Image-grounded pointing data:
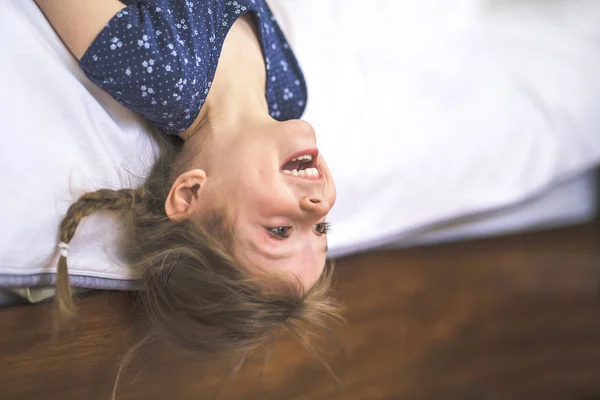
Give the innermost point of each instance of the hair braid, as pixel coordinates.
(101, 200)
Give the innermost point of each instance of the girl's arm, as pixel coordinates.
(78, 22)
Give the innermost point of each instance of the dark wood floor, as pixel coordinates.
(509, 318)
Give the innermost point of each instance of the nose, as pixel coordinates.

§ Work request
In your copy of the records above, include every line exactly but no pictures.

§ Answer space
Give the innermost point of each instance of the hair braid, as pixel coordinates.
(101, 200)
Give the innermost point of each instance of the girl's arm, as pixel coordinates.
(78, 22)
Give the innermost point of each instance of the dark wood floor, as pixel coordinates.
(509, 318)
Give the innermost point of each instance of the nose, as pixel coordinates.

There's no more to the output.